**** Listed entries ****
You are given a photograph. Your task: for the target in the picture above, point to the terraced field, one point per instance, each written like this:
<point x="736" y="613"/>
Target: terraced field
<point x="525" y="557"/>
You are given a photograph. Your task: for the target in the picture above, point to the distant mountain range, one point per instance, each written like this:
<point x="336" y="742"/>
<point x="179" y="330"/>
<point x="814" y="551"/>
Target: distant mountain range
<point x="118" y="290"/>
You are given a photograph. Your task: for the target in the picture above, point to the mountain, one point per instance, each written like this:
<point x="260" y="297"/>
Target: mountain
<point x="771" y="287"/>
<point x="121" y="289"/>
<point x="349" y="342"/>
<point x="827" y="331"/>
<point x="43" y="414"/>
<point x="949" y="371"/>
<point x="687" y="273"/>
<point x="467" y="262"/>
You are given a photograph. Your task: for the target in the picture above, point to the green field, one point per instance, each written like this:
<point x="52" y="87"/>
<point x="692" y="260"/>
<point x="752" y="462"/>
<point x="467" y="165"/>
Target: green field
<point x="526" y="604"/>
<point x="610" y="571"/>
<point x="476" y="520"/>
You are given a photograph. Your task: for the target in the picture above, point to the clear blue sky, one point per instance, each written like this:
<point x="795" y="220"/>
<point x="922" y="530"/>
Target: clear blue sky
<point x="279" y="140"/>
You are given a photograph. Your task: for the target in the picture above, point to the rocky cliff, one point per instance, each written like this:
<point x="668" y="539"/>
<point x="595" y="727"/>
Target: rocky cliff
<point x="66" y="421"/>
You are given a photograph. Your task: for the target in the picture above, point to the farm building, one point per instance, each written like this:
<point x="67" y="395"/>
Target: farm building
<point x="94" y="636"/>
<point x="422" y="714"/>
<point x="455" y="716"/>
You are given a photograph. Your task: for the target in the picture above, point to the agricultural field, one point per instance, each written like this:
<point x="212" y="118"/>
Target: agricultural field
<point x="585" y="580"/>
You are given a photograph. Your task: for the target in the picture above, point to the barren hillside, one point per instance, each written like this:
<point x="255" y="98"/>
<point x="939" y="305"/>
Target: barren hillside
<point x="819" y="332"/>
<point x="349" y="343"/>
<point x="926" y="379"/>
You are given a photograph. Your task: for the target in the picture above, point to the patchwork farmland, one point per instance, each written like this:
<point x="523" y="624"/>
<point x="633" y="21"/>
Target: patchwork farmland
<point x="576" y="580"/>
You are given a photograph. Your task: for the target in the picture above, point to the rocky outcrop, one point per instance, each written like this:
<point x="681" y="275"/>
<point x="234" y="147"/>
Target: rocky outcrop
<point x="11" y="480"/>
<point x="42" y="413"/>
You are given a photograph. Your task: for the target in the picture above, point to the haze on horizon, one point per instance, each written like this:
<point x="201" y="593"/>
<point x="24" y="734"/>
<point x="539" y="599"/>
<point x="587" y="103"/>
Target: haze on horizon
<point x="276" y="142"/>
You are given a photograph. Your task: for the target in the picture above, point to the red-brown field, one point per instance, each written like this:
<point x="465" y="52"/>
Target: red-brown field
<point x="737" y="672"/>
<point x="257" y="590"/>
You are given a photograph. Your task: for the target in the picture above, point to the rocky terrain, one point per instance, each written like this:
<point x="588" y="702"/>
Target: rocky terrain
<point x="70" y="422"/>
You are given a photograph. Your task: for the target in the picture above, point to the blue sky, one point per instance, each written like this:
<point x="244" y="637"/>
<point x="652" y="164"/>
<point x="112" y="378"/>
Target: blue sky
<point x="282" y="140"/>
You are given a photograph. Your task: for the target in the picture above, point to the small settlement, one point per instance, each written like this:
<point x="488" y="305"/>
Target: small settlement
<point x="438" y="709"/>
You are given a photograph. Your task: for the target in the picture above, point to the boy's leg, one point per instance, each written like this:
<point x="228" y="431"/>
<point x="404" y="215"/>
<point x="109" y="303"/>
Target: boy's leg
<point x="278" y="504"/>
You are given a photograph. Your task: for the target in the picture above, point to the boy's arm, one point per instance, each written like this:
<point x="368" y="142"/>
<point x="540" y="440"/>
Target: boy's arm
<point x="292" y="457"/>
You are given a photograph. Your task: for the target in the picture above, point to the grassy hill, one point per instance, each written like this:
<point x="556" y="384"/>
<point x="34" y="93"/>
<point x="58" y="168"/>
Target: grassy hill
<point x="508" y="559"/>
****
**Exercise goal**
Set down the full listing once more, exactly as written.

**Written solution**
You are given a photograph. Your task: for the target in the picture above, point to the terraced field, one point per instance, each written like this:
<point x="736" y="613"/>
Target: terraced field
<point x="525" y="557"/>
You are given a photograph. Your task: for the target in the picture above, point to the distant mountain range, one point per instance, each written like this:
<point x="336" y="742"/>
<point x="179" y="330"/>
<point x="814" y="551"/>
Target: distant mountain range
<point x="118" y="290"/>
You are given a photograph. Your task: for the target in the picture above, point to the mountain, one point per instance, each written like this:
<point x="260" y="297"/>
Target: mountain
<point x="771" y="287"/>
<point x="121" y="289"/>
<point x="349" y="342"/>
<point x="827" y="331"/>
<point x="43" y="414"/>
<point x="949" y="371"/>
<point x="687" y="273"/>
<point x="467" y="262"/>
You are given a photograph. Your task: for the target in the picture above, point to the green field, one point per instance, each written like this:
<point x="52" y="87"/>
<point x="692" y="260"/>
<point x="752" y="462"/>
<point x="467" y="165"/>
Target: green field
<point x="526" y="604"/>
<point x="610" y="571"/>
<point x="476" y="520"/>
You are given a photograph. Your task: for the target in the picture above, point to the clear blue sky, one point per instance, each written like this:
<point x="795" y="220"/>
<point x="922" y="530"/>
Target: clear blue sky
<point x="279" y="140"/>
You are given a photograph. Your task: for the target in the picture above, point to the rocky cliff, one point per instance, each written like this:
<point x="668" y="539"/>
<point x="595" y="727"/>
Target: rocky cliff
<point x="66" y="421"/>
You are given a photograph. Your task: for the target in the picture above, point to the farm building, one point per instance, each written like this:
<point x="67" y="395"/>
Target: farm building
<point x="94" y="636"/>
<point x="422" y="714"/>
<point x="455" y="716"/>
You are given a photograph. Your task: for the target in the picture above, point to the agricultural field, one point per instance, each written like this:
<point x="212" y="118"/>
Target: agricultural field
<point x="585" y="580"/>
You are given a photograph. Your task: for the target in the picture above, point to the barren hillside, one point per instance, each written like this:
<point x="255" y="98"/>
<point x="939" y="305"/>
Target: barren hillside
<point x="819" y="332"/>
<point x="349" y="343"/>
<point x="926" y="379"/>
You are given a photograph. Your task: for the target in the picture above, point to the patchwork farmland, one point per instance, each written like this:
<point x="523" y="624"/>
<point x="633" y="21"/>
Target: patchwork farmland
<point x="576" y="580"/>
You are given a photograph. Your task: for the target in the picture above, point to the rocky outcrop, one point per instance, each written like this:
<point x="681" y="275"/>
<point x="234" y="147"/>
Target: rocky outcrop
<point x="11" y="480"/>
<point x="42" y="413"/>
You are given a photograph. Your task: for the target in the picture above, point to the haze on horizon, one point per instance, each written like this:
<point x="201" y="593"/>
<point x="24" y="734"/>
<point x="539" y="599"/>
<point x="587" y="103"/>
Target: haze on horizon
<point x="276" y="142"/>
You are given a photograph. Your task: for the target in the picture above, point to the red-brown field, one point per instance, each written like this:
<point x="465" y="52"/>
Target: red-brown field
<point x="737" y="672"/>
<point x="257" y="590"/>
You are given a photograph. Your task: for the target in the picture above, point to the rocky terrain, one point per instance, each written like this:
<point x="588" y="702"/>
Target: rocky terrain
<point x="70" y="422"/>
You are given a photograph. Your task: for the target in the picture above, point to the blue sky, one point per instance, each written like this:
<point x="244" y="637"/>
<point x="652" y="164"/>
<point x="112" y="378"/>
Target: blue sky
<point x="282" y="140"/>
You are given a photograph. Your task: for the target in the picture above, point to the small settlement, one point per instance, each written like this:
<point x="488" y="305"/>
Target: small settlement
<point x="438" y="709"/>
You are given a photograph. Your task: for the target in the picture above, point to the boy's leg, one point per instance, each written like this:
<point x="228" y="431"/>
<point x="404" y="215"/>
<point x="109" y="303"/>
Target: boy's leg
<point x="278" y="504"/>
You are given a photograph. Your task: for the target in the picture above, point to the boy's arm, one point per instance, each written like this:
<point x="368" y="142"/>
<point x="540" y="440"/>
Target: boy's arm
<point x="292" y="457"/>
You are given a photograph. Your task: for the target in the picture above, point to the grassy hill, one point per instance, each written like this:
<point x="556" y="384"/>
<point x="34" y="93"/>
<point x="58" y="168"/>
Target: grassy hill
<point x="508" y="559"/>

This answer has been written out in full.